▸ **About this task**
Would you print all of the entries word for word?

▸ **Items from a dataset**
%%
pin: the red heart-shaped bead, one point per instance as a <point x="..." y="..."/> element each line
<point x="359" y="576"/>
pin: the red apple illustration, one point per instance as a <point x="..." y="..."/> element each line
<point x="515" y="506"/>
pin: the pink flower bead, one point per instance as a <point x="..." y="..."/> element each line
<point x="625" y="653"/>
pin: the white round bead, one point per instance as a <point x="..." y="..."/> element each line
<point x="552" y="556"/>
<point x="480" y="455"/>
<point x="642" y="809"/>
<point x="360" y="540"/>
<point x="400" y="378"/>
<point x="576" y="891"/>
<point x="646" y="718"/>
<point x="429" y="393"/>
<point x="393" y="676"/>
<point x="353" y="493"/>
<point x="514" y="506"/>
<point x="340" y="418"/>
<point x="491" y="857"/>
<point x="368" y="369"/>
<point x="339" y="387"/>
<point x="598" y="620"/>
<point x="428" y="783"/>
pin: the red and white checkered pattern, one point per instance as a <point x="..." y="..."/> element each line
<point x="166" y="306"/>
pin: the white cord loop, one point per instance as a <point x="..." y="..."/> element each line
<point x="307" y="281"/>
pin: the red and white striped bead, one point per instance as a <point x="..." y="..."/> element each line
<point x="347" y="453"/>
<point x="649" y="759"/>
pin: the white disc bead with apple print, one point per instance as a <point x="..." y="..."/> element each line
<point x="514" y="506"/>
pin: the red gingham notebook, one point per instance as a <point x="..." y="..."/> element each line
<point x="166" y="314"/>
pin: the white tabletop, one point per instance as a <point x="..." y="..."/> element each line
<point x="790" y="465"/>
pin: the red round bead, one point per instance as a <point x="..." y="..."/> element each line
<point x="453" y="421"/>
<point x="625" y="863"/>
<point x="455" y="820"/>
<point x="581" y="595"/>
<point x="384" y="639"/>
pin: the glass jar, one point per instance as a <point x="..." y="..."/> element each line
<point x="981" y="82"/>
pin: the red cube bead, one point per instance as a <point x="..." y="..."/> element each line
%%
▸ **Solution to this problem**
pin: the red heart-shaped bead, one point per instance as a <point x="..." y="..."/> element each line
<point x="359" y="576"/>
pin: the red apple illustration, one point per instance as a <point x="..." y="..."/> element each line
<point x="515" y="506"/>
pin: the pink flower bead, one point per instance as a <point x="..." y="..."/> element each line
<point x="625" y="653"/>
pin: the white round bead, one point per instance as a <point x="..." y="..."/> element each line
<point x="552" y="556"/>
<point x="480" y="455"/>
<point x="642" y="809"/>
<point x="360" y="540"/>
<point x="400" y="378"/>
<point x="576" y="891"/>
<point x="646" y="718"/>
<point x="429" y="393"/>
<point x="393" y="676"/>
<point x="353" y="493"/>
<point x="514" y="506"/>
<point x="340" y="418"/>
<point x="491" y="857"/>
<point x="368" y="369"/>
<point x="339" y="387"/>
<point x="598" y="620"/>
<point x="428" y="783"/>
pin: the red and white checkered pattern, one point per instance as a <point x="..." y="..."/> element each line
<point x="166" y="306"/>
pin: the white cord loop, one point per instance as a <point x="..." y="..."/> element each line
<point x="307" y="281"/>
pin: the red and white striped bead, one point per instance as a <point x="..." y="..."/> element each line
<point x="347" y="453"/>
<point x="649" y="759"/>
pin: the white disc bead with apple print, one point per instance as a <point x="..." y="..."/> element each line
<point x="514" y="506"/>
pin: the red gingham notebook, one point per instance as a <point x="..." y="..."/> element each line
<point x="166" y="314"/>
pin: the white tabletop, one point per instance as a <point x="..." y="..."/> element each line
<point x="790" y="465"/>
pin: the red round bead, one point per instance as a <point x="..." y="..."/> element each line
<point x="453" y="421"/>
<point x="625" y="863"/>
<point x="455" y="820"/>
<point x="581" y="595"/>
<point x="384" y="639"/>
pin: the glass jar, one point per instance as a <point x="..." y="..."/> element each line
<point x="981" y="82"/>
pin: the red cube bead, one point per instance as a <point x="..." y="..."/> element each line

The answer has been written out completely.